*GIVEN PROBLEM*.
Lay out the material from the line with "Indicate one point per instance of the beige" up to and including the line with "Indicate one point per instance of the stone molding" as a JSON list of strings, one string per line, leaving out blank lines.

== == ==

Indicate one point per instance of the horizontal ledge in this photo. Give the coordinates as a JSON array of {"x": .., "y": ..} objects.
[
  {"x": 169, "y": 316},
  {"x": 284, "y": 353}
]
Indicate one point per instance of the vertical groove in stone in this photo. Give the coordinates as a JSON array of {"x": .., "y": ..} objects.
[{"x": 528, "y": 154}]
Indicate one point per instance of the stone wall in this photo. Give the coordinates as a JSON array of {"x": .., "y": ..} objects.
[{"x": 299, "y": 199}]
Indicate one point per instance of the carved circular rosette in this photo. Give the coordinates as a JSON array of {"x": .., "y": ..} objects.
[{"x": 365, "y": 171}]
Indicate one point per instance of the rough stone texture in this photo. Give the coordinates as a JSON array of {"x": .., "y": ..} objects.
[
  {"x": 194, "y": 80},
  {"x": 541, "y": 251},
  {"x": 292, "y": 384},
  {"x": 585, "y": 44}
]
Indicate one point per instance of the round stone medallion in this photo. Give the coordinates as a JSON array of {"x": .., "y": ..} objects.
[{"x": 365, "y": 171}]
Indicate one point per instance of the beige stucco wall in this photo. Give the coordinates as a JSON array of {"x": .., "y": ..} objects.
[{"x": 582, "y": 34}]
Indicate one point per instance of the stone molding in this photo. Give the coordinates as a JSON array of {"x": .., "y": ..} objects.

== == ==

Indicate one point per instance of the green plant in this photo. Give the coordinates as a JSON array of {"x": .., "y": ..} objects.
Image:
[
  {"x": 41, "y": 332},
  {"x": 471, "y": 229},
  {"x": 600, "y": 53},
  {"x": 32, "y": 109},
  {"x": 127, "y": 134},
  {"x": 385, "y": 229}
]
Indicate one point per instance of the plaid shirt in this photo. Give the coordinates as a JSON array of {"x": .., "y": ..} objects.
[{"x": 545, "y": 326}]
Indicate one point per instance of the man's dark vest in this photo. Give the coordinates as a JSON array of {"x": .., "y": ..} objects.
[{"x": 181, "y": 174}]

== == ==

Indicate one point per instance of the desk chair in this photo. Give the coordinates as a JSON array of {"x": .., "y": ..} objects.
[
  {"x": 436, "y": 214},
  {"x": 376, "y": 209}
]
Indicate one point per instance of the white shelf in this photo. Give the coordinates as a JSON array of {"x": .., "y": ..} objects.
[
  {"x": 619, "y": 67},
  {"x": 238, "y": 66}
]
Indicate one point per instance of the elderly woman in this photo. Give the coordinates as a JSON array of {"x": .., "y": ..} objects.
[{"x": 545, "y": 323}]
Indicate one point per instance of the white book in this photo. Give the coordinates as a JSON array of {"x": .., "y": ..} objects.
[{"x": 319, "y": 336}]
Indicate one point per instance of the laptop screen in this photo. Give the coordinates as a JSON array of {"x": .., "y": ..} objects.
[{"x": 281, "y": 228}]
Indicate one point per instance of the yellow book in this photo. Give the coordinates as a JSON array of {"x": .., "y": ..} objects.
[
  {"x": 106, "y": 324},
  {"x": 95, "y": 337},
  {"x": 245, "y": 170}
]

== == ==

*EXERCISE SOLUTION*.
[
  "Indicate one point per instance of the beige stucco wall in this photo. Give the coordinates as a JSON array of {\"x\": .., \"y\": ..} objects.",
  "[{\"x\": 582, \"y\": 34}]",
  "Indicate one point per instance of the stone molding in this photo. Give the coordinates as a JSON array of {\"x\": .., \"y\": ..} objects."
]